(Natural-language object grounding data)
╔══
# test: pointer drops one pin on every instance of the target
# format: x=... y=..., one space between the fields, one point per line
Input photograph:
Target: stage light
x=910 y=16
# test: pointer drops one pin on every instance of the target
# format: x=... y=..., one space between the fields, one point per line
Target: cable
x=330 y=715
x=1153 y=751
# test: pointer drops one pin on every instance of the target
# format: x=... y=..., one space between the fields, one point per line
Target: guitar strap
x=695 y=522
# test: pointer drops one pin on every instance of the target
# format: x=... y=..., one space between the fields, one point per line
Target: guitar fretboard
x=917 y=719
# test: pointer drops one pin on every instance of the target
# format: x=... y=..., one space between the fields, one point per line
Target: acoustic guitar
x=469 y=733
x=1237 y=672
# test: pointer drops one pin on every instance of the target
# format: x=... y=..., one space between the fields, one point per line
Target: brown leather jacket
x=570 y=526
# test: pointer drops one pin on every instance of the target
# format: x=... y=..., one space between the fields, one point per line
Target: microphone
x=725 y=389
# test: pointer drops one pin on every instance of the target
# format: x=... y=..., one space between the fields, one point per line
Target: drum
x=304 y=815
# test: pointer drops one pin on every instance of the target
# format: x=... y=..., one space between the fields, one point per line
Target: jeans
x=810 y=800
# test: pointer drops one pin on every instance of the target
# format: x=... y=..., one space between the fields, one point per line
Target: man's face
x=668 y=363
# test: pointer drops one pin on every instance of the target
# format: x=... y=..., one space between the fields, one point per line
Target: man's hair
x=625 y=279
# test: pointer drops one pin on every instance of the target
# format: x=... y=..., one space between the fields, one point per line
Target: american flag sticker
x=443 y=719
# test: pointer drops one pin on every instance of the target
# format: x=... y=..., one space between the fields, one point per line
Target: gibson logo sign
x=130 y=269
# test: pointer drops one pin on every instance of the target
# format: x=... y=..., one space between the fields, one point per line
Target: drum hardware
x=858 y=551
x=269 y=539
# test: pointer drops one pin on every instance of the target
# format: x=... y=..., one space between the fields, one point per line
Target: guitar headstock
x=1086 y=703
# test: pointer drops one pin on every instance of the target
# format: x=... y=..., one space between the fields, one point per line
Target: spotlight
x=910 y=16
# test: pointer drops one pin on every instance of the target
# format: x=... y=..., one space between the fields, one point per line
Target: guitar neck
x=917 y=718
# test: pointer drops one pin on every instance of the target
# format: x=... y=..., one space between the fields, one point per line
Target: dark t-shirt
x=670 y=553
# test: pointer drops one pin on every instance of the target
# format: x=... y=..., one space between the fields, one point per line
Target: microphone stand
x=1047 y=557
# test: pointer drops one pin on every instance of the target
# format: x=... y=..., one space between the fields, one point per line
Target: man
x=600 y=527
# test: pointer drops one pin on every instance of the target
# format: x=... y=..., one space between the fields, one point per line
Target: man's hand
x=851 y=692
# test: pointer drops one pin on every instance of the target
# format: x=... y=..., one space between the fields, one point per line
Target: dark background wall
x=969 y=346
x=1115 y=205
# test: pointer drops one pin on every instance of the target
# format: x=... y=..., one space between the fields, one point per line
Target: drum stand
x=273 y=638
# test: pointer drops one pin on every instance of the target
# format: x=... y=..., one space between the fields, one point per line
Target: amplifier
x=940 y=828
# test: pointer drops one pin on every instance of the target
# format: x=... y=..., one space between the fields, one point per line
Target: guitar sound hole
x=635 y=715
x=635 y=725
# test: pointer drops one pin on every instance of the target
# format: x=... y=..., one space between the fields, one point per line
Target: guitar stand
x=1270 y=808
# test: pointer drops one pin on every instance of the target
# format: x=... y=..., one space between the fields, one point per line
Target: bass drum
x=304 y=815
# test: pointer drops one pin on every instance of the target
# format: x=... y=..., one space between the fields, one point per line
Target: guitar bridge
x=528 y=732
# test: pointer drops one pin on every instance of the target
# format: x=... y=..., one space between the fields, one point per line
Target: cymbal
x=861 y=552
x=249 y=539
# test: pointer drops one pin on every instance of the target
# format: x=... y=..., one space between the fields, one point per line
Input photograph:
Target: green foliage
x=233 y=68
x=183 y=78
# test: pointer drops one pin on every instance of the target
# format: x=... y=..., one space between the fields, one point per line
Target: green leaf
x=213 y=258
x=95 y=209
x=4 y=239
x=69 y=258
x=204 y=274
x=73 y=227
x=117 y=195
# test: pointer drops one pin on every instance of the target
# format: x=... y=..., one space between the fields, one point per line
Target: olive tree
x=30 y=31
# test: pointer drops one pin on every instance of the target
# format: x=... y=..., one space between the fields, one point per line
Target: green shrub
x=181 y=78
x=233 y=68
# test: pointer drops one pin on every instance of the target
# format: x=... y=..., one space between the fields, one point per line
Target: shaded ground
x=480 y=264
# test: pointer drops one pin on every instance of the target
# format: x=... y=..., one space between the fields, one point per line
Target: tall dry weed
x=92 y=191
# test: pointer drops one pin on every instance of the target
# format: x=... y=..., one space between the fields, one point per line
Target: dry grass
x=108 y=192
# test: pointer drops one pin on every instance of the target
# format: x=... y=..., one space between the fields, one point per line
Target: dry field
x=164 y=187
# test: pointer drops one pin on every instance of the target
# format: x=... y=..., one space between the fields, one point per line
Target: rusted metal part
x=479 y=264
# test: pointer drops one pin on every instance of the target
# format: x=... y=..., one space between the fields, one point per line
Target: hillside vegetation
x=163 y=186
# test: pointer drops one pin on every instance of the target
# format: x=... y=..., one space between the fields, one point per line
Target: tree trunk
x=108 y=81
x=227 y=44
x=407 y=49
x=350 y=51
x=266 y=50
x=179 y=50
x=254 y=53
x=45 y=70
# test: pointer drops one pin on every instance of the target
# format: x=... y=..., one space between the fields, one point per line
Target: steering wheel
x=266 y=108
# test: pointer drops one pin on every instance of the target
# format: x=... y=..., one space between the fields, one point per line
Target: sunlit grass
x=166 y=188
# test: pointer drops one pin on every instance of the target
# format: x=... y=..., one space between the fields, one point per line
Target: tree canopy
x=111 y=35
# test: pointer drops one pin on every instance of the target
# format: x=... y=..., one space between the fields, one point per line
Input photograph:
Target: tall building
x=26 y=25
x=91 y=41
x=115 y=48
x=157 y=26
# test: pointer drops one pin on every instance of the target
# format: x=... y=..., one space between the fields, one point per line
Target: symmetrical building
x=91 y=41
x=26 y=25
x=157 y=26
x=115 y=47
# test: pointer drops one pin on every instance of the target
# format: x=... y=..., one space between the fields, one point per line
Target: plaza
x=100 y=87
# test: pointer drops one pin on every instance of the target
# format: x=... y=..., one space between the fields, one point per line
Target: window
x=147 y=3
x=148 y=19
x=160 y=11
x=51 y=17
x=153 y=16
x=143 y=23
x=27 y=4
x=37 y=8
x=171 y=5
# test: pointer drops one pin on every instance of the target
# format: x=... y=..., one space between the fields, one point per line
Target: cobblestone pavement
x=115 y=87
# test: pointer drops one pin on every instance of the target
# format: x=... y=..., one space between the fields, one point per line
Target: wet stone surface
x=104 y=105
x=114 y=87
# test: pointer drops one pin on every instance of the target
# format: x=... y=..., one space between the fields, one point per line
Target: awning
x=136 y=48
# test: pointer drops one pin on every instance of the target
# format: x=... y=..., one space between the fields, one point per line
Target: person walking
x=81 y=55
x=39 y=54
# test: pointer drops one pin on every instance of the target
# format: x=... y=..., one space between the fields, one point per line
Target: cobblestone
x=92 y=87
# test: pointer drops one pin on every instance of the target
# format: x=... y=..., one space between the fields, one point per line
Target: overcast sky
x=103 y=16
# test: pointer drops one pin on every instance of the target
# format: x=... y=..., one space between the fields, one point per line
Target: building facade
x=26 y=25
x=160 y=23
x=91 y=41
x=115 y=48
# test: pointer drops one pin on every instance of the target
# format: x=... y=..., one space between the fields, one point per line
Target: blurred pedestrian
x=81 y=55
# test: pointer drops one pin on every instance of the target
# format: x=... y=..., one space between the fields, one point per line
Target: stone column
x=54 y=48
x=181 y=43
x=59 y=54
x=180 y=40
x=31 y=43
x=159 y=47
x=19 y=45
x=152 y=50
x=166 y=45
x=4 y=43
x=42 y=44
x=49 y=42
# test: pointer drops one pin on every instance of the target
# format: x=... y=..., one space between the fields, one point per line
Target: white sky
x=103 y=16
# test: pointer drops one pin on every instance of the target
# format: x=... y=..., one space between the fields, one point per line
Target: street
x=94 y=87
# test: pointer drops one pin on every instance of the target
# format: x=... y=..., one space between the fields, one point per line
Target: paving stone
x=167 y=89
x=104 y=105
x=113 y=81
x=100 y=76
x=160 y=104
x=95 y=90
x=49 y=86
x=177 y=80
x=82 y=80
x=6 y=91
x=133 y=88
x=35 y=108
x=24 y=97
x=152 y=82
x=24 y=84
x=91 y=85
╚══
# Exercise details:
Copy verbatim the span of lines that begins with the line holding "Target: white sky" and ends at the last line of the records.

# Solution to this exercise:
Target: white sky
x=103 y=16
# test: pointer drops one pin on every instance of the target
# format: x=... y=..., one space between the fields, one point per line
Target: street
x=94 y=87
# test: pointer drops one pin on every instance of the target
# format: x=... y=..., one space between the fields, one point per line
Target: paving stone
x=167 y=89
x=104 y=105
x=113 y=81
x=100 y=76
x=160 y=104
x=95 y=90
x=49 y=86
x=177 y=80
x=82 y=80
x=6 y=91
x=133 y=88
x=35 y=108
x=24 y=97
x=152 y=82
x=24 y=84
x=91 y=85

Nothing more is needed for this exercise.